Work to do:
Present all of the material below as a JSON list of strings, one string for each line, with blank lines omitted. Leave the picture out of the list.

Provided entries:
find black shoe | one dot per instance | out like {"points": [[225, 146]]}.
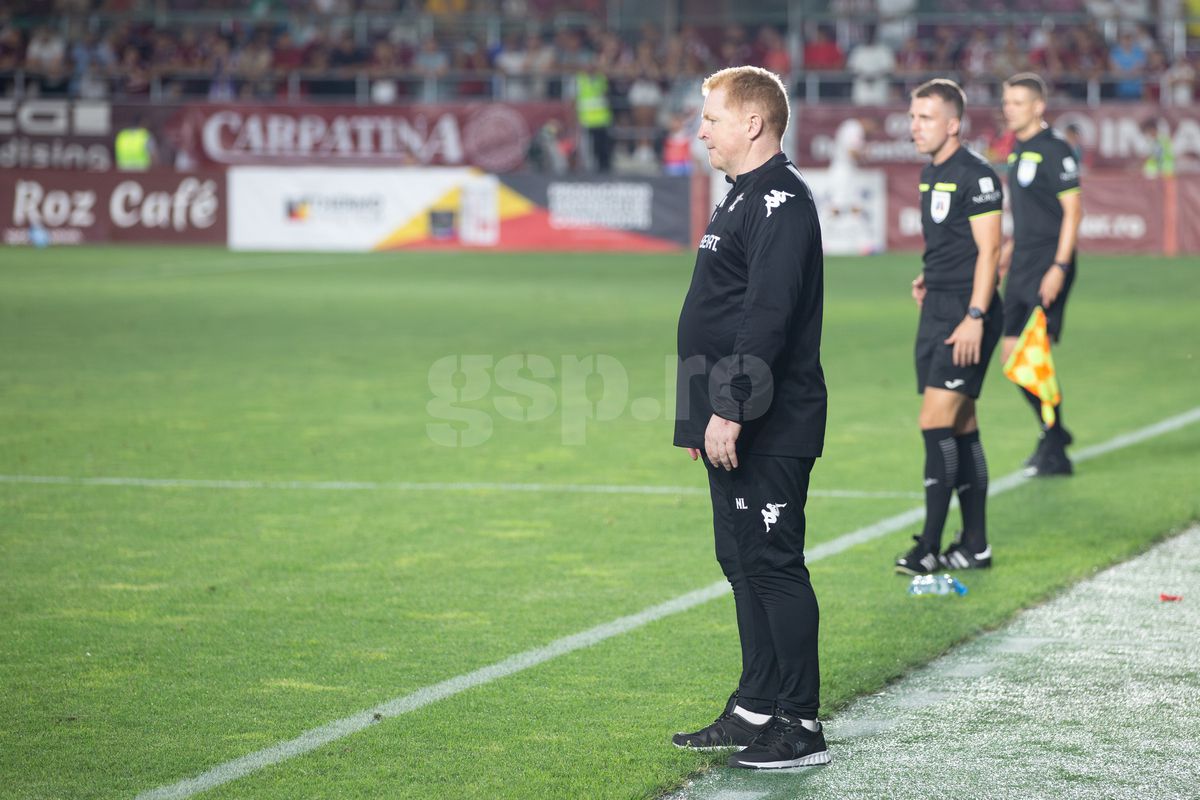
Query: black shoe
{"points": [[1045, 441], [727, 731], [1051, 461], [786, 743], [919, 560], [960, 557]]}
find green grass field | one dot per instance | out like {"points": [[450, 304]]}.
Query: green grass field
{"points": [[153, 631]]}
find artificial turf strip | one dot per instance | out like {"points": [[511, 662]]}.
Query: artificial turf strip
{"points": [[219, 623]]}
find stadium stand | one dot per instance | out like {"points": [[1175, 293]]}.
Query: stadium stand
{"points": [[438, 50]]}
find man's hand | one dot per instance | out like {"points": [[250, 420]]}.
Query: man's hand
{"points": [[719, 439], [966, 340], [1051, 286], [918, 289]]}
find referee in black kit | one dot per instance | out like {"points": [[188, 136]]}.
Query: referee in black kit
{"points": [[960, 325], [1043, 182], [751, 400]]}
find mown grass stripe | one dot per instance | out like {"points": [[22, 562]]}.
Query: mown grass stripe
{"points": [[409, 486], [345, 727]]}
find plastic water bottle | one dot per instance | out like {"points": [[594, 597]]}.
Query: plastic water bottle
{"points": [[936, 584]]}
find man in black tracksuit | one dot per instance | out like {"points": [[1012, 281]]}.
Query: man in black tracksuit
{"points": [[960, 324], [751, 400]]}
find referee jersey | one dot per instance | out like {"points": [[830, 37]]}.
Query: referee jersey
{"points": [[952, 194], [1041, 170]]}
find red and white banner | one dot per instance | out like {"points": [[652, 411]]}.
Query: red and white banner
{"points": [[72, 208], [493, 137], [1111, 134]]}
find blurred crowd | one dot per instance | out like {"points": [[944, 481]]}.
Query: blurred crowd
{"points": [[865, 52]]}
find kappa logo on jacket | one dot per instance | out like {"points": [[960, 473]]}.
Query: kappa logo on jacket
{"points": [[775, 198]]}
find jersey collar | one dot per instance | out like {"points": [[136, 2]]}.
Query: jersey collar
{"points": [[771, 163]]}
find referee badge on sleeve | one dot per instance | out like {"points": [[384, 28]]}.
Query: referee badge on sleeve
{"points": [[939, 205]]}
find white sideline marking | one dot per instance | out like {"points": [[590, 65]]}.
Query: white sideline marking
{"points": [[408, 486], [345, 727]]}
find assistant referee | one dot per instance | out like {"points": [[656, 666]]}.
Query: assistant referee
{"points": [[1043, 182], [751, 400]]}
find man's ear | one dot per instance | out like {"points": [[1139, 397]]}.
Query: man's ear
{"points": [[754, 125]]}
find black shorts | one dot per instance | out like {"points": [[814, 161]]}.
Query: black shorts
{"points": [[1021, 292], [940, 314], [759, 513]]}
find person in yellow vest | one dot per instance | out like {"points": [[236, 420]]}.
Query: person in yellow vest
{"points": [[595, 114], [1161, 162], [135, 148]]}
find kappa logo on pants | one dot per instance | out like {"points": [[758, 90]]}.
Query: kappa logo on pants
{"points": [[771, 513]]}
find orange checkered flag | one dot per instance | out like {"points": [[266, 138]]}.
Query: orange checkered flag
{"points": [[1031, 367]]}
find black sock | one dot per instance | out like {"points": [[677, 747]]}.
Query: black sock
{"points": [[972, 491], [941, 473]]}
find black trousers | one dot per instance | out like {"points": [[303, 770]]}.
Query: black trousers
{"points": [[759, 525]]}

Reply:
[
  "find black shoe | one dot per instance | out like {\"points\": [[225, 146]]}.",
  "Query: black shoe",
  "{\"points\": [[1045, 441], [727, 731], [1051, 461], [786, 743], [919, 560], [960, 557]]}",
  "find green grass field | one dot per instance | out like {\"points\": [[450, 304]]}.",
  "Query: green grass field",
  "{\"points\": [[153, 631]]}",
  "find artificial turf strip | one dot per instance | out like {\"points\": [[511, 662]]}.",
  "Query: artificial turf strip",
  "{\"points\": [[219, 623]]}",
  "find stadium stand | one dot per instance | out like {\"points\": [[1175, 293]]}.",
  "Query: stadium stand",
  "{\"points\": [[438, 50]]}",
  "find man's hand | one dot per instance | out like {\"points\": [[250, 420]]}.",
  "Query: man's hand",
  "{\"points\": [[719, 439], [966, 340], [1051, 286], [918, 289]]}",
  "find referee in black kit | one dot per instance | out like {\"points\": [[188, 136]]}.",
  "Query: referee in black kit",
  "{\"points\": [[960, 325], [1043, 182], [751, 400]]}",
  "find mown grass stripe | one dot per instance | out like {\"points\": [[22, 562]]}.",
  "Query: mown grass stripe",
  "{\"points\": [[409, 486], [345, 727]]}",
  "find plastic water bottle | one dot per instance | out like {\"points\": [[594, 597]]}.",
  "Query: plastic water bottle",
  "{\"points\": [[936, 584]]}",
  "find man in black tracksuit | one dot per instance | out like {\"points\": [[1012, 281]]}.",
  "Query: man in black tracksuit",
  "{\"points\": [[960, 324], [751, 400]]}",
  "find referee jersey | one dot per instance | out like {\"points\": [[830, 37]]}.",
  "Query: referee jersey",
  "{\"points\": [[952, 194], [1041, 170]]}",
  "find red and white banner | one dot per instance | out like {\"points\": [[652, 411]]}.",
  "Query: red and white banner",
  "{\"points\": [[72, 208], [493, 137], [1111, 134]]}",
  "find blurred crowd | one dot per instance | out like {\"points\": [[944, 481]]}.",
  "Query: blurred crowd",
  "{\"points\": [[865, 52]]}",
  "find kappa logo on jacket | one dot per instance | out like {\"points\": [[960, 473]]}.",
  "Query: kappa logo on jacket",
  "{\"points\": [[775, 198]]}",
  "find jersey collar | one dot per instance | out like {\"points\": [[136, 2]]}.",
  "Query: jersey collar",
  "{\"points\": [[771, 163]]}",
  "find referee badge on sleeve | one dot per instance | out like {\"points\": [[384, 28]]}.",
  "Query: referee badge on sleeve",
  "{\"points\": [[939, 205]]}",
  "find white sideline marking | one dot per instance | out like {\"points\": [[590, 65]]}.",
  "Query: white sideline marking",
  "{\"points\": [[408, 486], [345, 727]]}",
  "find assistant referee | one dot per instance | out like {\"points\": [[656, 666]]}.",
  "Query: assistant referee",
  "{\"points\": [[1043, 182], [751, 400]]}",
  "find man's ear | one dot per instance | out like {\"points\": [[1139, 397]]}.",
  "Query: man's ear",
  "{\"points\": [[754, 125]]}",
  "find black shorts | one dot per instance | out like {\"points\": [[814, 161]]}.",
  "Query: black shorts",
  "{\"points\": [[1021, 292], [940, 314], [759, 513]]}",
  "find person in yellow vest | one dot per instance | out like {\"points\": [[236, 420]]}.",
  "Query: person in yellow vest",
  "{\"points\": [[595, 114], [1161, 162], [135, 148]]}",
  "find kappa logo on pants | one dot per instance | out like {\"points\": [[758, 90]]}.",
  "Query: kappa logo on pants",
  "{\"points\": [[771, 513]]}",
  "find orange checkered flag | one dot per instance | out like {\"points\": [[266, 138]]}.",
  "Query: orange checkered flag",
  "{\"points\": [[1031, 367]]}",
  "find black sock | one dot per instance | out like {\"points\": [[677, 747]]}.",
  "Query: black sock",
  "{\"points\": [[972, 491], [941, 473]]}",
  "find black trousers | one dot per instance | out like {\"points\": [[303, 770]]}.",
  "Query: black trousers",
  "{\"points\": [[759, 525]]}"
]